§ **Task to complete**
Give back exactly the lines running from the line with "of the bush." to the end of the entries, and only those lines.

§ **Provided records**
•••

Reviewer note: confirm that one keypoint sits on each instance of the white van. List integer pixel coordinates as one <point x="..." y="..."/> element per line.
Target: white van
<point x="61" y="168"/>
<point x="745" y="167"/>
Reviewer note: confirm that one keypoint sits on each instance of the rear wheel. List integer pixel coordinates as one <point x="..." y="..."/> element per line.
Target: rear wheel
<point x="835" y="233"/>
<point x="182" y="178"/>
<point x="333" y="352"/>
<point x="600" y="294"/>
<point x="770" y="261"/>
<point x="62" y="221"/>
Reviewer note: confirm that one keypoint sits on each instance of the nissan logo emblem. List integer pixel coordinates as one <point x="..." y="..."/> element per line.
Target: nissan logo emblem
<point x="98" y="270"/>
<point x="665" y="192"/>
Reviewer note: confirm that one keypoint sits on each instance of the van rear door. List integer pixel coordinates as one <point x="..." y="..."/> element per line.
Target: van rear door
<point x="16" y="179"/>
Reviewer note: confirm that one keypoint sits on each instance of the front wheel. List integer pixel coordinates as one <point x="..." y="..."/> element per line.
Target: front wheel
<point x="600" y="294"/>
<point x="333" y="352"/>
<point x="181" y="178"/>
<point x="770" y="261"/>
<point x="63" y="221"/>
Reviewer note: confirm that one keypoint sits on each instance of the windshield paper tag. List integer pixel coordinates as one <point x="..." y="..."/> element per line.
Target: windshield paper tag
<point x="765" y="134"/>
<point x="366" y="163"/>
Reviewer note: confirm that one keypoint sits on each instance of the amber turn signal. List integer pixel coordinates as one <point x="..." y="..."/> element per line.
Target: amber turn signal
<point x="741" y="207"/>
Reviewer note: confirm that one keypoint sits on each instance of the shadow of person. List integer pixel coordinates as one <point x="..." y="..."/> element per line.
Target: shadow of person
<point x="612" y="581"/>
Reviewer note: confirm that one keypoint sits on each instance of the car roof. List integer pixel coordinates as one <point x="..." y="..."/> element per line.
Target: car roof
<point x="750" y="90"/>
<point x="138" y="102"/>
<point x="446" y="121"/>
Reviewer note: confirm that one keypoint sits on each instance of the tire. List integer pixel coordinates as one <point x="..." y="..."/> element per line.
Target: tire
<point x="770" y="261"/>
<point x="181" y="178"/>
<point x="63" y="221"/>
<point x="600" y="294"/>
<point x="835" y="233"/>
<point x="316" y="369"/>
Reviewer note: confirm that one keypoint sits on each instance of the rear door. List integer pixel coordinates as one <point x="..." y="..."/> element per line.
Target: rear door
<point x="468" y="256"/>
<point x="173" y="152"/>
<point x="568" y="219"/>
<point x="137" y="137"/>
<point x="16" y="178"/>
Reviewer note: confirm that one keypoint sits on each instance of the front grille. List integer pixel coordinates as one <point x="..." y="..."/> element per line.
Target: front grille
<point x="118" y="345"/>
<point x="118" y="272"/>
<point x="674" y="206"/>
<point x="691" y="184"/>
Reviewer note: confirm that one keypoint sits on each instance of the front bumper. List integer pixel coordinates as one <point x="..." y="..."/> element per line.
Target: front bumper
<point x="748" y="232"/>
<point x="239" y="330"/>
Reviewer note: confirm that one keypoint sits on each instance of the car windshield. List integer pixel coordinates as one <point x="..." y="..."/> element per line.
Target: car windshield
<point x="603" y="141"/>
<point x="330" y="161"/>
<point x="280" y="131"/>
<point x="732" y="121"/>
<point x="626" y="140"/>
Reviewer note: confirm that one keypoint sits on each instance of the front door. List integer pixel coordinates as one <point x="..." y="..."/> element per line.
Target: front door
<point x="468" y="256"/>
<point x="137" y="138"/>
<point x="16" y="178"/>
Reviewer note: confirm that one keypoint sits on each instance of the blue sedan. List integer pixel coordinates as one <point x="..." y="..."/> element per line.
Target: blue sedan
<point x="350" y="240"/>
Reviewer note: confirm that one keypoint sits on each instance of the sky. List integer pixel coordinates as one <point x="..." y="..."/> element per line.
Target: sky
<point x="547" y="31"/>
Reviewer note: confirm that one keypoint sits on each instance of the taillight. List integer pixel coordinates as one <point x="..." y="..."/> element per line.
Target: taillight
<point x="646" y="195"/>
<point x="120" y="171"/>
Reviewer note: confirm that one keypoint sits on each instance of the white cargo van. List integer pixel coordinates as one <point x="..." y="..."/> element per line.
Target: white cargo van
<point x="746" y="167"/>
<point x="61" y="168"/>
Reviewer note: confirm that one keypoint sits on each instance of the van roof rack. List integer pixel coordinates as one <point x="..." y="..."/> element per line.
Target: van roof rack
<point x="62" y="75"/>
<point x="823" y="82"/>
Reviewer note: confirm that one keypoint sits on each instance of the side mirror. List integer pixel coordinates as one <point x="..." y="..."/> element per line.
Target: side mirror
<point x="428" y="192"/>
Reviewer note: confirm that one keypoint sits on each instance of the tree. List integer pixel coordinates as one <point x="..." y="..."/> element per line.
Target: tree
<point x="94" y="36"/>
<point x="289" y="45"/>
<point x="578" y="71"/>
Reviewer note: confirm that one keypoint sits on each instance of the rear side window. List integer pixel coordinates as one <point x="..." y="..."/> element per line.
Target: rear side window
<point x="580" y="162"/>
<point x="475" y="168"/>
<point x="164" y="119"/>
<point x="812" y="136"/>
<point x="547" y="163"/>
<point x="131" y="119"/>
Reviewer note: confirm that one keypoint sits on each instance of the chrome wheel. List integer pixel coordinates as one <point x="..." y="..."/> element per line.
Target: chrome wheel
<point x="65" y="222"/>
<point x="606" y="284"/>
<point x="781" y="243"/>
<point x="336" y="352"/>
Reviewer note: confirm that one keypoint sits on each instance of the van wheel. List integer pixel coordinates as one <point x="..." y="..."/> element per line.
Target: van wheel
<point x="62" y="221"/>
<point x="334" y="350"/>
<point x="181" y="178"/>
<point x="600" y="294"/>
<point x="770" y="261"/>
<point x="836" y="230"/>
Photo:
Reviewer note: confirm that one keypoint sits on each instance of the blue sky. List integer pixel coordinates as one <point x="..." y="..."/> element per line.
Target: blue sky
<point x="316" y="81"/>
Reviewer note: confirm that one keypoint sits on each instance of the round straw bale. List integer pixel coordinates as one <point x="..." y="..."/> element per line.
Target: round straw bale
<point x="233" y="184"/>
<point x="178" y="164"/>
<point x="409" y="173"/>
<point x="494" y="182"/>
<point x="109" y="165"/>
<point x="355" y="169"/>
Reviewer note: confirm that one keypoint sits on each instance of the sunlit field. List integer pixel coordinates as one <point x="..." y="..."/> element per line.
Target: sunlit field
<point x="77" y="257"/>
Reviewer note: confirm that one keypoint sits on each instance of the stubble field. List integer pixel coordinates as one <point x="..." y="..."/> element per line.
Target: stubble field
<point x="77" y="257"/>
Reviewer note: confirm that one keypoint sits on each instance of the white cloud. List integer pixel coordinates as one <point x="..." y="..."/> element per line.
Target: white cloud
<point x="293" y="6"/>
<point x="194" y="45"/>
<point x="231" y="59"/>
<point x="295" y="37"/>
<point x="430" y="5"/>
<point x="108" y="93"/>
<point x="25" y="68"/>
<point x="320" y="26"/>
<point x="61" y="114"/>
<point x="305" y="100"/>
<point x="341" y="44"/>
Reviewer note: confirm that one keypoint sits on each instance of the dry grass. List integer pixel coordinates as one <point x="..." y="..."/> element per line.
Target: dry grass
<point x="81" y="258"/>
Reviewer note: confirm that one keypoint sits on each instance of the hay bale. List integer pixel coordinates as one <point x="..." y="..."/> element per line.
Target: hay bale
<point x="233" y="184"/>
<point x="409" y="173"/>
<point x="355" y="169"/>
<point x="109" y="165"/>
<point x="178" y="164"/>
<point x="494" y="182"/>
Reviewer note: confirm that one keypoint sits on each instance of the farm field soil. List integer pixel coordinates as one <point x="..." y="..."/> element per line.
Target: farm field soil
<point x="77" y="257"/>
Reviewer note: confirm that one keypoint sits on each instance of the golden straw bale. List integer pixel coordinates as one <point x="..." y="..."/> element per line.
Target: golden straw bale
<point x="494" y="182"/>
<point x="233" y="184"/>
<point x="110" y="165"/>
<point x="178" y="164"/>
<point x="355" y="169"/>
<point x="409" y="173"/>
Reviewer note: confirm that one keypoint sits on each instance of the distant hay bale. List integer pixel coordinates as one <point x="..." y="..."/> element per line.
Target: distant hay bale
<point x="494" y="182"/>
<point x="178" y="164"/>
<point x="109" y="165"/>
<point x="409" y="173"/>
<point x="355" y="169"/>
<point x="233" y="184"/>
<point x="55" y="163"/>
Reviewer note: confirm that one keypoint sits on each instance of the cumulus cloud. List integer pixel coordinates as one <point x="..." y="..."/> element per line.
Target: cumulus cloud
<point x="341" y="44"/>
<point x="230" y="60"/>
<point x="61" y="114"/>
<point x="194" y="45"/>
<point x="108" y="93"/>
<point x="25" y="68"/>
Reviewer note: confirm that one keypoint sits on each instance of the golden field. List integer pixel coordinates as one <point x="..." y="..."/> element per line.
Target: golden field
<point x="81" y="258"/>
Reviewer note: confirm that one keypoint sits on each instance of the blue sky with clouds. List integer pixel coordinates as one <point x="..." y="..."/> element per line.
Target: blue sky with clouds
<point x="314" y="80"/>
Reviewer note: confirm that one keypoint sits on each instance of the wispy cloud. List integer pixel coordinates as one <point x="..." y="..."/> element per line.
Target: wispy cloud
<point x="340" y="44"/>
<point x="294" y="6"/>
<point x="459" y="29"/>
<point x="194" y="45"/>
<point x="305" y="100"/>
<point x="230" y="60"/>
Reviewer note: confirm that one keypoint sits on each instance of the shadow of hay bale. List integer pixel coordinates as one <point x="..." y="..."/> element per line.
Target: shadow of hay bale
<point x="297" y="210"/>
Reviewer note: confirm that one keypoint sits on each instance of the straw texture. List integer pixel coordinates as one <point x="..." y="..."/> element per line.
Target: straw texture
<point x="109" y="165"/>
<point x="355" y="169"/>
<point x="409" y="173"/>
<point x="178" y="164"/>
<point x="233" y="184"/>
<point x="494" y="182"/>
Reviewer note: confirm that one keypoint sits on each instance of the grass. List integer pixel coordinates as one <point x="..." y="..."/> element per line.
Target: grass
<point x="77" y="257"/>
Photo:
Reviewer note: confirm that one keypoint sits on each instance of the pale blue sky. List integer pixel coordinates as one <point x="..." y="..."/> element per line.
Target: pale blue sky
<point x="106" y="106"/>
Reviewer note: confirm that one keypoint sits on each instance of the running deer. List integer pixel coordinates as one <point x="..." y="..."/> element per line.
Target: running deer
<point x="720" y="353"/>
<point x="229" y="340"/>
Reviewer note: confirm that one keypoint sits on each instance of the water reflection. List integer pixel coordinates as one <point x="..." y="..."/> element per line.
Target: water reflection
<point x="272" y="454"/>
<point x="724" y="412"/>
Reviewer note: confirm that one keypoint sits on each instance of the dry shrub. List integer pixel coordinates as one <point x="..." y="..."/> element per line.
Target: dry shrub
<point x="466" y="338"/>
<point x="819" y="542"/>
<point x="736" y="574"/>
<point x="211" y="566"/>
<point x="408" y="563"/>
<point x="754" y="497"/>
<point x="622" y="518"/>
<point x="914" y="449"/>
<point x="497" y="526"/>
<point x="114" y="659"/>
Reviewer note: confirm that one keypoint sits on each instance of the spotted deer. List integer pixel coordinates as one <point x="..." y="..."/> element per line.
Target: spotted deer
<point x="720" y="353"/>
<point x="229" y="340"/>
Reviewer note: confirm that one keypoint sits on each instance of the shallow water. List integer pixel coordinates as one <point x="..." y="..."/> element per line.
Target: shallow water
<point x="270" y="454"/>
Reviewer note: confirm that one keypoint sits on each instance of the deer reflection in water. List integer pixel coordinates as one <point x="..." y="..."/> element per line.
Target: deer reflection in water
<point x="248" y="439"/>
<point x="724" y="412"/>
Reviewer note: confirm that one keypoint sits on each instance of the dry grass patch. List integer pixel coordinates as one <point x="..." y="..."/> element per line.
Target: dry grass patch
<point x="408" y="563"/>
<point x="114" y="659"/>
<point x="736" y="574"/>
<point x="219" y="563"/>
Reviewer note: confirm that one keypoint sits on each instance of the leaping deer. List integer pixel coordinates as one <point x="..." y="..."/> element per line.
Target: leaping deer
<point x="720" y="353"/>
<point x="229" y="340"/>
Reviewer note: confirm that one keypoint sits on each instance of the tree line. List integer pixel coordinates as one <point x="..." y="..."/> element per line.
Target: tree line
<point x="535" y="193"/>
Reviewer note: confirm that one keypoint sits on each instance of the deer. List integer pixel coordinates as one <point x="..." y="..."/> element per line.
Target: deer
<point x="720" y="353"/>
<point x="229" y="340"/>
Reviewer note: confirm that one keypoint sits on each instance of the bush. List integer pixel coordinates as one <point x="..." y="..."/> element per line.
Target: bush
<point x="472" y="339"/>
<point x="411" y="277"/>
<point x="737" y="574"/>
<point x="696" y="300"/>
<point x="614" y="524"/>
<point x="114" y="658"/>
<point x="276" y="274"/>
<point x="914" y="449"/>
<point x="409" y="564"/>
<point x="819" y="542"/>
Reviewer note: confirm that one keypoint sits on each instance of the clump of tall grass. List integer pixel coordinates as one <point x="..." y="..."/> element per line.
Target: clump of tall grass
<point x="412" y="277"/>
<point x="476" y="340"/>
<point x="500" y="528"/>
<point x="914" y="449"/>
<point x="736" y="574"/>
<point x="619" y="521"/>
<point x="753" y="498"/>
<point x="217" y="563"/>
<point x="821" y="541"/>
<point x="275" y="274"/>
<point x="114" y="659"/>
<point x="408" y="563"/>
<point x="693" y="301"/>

•••

§ **Answer to the task**
Reviewer note: confirm that one keypoint sits on each instance of the bush. List integer pixel coordinates as one <point x="..." y="..."/> element per line.
Target: bush
<point x="472" y="339"/>
<point x="411" y="277"/>
<point x="737" y="574"/>
<point x="696" y="300"/>
<point x="614" y="524"/>
<point x="114" y="658"/>
<point x="276" y="274"/>
<point x="914" y="449"/>
<point x="409" y="564"/>
<point x="819" y="542"/>
Reviewer note: confirm that one keypoint sits on each instance of the clump of tall grass. List integer pixel coordinates as one <point x="..." y="..."/> element per line.
Target: clump of tall grass
<point x="412" y="277"/>
<point x="476" y="340"/>
<point x="500" y="528"/>
<point x="914" y="449"/>
<point x="736" y="574"/>
<point x="619" y="521"/>
<point x="753" y="498"/>
<point x="217" y="563"/>
<point x="821" y="541"/>
<point x="275" y="274"/>
<point x="114" y="659"/>
<point x="408" y="563"/>
<point x="693" y="301"/>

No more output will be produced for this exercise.